(Records from a point annotation dataset)
= = =
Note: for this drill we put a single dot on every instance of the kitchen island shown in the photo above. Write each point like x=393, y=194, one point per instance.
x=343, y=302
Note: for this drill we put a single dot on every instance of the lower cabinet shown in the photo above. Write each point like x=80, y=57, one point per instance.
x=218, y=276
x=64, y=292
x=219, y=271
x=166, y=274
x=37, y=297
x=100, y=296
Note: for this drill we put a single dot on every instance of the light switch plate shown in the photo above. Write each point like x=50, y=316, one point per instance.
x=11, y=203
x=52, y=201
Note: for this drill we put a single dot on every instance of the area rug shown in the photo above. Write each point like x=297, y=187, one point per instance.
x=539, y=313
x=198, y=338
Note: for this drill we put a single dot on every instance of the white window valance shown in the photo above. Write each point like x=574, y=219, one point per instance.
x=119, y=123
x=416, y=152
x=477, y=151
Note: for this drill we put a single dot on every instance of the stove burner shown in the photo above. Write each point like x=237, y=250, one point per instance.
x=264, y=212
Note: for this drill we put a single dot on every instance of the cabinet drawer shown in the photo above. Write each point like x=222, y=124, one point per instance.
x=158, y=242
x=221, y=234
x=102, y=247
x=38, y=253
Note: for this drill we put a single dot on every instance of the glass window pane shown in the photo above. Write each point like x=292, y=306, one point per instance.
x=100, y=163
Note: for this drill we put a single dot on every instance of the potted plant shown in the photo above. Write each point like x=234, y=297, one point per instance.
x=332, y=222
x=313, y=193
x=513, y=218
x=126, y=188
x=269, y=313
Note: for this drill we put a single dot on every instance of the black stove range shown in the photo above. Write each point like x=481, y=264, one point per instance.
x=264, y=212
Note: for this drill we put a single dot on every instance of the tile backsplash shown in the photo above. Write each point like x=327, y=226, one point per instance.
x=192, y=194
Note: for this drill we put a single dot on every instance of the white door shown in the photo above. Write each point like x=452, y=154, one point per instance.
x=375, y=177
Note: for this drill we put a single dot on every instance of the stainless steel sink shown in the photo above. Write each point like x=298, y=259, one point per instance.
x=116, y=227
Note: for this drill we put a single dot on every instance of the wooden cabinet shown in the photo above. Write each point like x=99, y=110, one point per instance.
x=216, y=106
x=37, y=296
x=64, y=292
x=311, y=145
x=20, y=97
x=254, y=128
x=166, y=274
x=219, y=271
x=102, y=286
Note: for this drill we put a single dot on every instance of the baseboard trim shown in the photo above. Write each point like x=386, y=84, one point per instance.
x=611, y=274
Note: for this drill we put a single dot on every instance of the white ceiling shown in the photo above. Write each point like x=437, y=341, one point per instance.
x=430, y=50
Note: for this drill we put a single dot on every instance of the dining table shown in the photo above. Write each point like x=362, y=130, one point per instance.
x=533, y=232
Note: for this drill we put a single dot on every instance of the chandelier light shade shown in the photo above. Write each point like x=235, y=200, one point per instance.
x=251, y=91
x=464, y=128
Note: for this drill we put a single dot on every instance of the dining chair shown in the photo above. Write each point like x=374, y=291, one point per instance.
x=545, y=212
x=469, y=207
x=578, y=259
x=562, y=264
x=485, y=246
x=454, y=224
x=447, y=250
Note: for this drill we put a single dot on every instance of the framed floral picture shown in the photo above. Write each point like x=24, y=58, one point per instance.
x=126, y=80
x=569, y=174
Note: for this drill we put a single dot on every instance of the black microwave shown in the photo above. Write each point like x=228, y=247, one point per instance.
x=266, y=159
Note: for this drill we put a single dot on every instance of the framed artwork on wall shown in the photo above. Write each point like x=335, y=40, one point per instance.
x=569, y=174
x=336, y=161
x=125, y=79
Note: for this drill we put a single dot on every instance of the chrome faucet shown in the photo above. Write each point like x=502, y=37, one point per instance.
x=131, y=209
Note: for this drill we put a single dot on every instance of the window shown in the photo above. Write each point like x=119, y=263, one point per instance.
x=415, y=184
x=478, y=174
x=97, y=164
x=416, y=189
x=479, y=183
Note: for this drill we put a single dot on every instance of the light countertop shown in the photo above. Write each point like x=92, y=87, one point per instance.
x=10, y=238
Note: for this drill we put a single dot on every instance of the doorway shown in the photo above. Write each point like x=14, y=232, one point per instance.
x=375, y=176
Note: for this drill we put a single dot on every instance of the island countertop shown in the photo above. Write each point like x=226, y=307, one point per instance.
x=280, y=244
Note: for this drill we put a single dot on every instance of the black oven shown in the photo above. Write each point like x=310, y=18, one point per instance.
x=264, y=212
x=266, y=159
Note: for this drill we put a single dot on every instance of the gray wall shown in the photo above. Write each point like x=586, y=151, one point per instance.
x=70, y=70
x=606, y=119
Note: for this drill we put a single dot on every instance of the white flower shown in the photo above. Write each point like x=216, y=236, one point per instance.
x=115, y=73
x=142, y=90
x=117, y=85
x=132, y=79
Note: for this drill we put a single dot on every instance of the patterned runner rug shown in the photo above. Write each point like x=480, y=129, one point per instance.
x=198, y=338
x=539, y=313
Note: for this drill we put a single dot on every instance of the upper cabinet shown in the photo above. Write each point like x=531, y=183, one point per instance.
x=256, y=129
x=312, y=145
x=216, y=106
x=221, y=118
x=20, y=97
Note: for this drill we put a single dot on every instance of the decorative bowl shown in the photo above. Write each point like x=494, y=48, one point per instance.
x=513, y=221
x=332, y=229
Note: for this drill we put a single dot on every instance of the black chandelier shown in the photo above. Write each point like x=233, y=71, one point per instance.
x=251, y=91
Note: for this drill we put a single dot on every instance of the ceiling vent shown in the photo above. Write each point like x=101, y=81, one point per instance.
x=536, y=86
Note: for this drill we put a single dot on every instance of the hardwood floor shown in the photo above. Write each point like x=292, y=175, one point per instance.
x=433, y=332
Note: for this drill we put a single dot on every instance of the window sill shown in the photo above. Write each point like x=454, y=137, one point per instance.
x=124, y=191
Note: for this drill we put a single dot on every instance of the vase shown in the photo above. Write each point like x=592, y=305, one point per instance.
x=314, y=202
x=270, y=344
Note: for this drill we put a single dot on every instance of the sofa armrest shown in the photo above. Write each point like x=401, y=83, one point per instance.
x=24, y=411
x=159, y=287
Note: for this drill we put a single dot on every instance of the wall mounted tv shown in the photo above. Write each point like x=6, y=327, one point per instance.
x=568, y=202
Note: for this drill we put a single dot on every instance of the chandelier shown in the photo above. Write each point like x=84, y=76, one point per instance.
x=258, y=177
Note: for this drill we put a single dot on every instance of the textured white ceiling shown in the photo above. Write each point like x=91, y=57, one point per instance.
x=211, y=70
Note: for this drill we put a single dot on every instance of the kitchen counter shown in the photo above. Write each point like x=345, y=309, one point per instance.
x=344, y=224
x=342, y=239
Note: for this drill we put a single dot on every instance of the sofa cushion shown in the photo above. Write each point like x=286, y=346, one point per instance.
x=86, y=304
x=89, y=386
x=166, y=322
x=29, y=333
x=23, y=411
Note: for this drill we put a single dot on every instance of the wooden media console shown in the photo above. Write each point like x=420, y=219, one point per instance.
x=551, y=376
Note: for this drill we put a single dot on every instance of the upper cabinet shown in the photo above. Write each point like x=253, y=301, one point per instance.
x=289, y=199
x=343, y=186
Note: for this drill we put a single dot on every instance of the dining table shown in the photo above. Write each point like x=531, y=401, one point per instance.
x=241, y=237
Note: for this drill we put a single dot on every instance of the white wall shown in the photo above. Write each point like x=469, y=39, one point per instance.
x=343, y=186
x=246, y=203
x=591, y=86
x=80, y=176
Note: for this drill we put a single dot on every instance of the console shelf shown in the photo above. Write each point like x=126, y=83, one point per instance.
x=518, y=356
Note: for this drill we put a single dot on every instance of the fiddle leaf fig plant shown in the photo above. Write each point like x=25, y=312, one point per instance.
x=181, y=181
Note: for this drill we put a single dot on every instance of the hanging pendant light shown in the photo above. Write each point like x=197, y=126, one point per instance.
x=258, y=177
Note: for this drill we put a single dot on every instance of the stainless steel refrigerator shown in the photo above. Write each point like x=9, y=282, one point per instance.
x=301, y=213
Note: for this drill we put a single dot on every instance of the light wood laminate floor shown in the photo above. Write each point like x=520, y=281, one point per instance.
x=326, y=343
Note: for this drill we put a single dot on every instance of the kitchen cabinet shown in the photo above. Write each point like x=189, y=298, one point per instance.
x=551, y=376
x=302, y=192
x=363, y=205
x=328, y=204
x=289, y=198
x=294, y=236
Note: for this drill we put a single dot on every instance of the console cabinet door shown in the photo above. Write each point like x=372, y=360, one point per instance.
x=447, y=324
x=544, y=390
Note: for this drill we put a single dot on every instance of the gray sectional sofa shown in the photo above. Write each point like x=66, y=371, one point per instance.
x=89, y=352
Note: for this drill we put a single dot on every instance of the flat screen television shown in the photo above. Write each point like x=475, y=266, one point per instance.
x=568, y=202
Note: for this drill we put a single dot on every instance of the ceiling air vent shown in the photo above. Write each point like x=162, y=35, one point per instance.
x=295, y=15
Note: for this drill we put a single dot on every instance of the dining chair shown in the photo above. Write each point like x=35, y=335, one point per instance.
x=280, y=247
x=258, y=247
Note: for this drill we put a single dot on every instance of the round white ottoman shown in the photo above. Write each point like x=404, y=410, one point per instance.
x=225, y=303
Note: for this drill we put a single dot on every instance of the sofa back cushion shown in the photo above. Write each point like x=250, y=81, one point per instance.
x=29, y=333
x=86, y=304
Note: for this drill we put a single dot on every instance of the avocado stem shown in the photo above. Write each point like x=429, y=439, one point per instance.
= = =
*Stated task*
Please copy the items above word for word, starting at their first line and ending with the line containing "x=343, y=302", with both of those lines included.

*The result*
Note: for this drill we put a single dot on every instance of the kitchen island shown in the photo above. Write each point like x=393, y=194, one point per instance.
x=343, y=302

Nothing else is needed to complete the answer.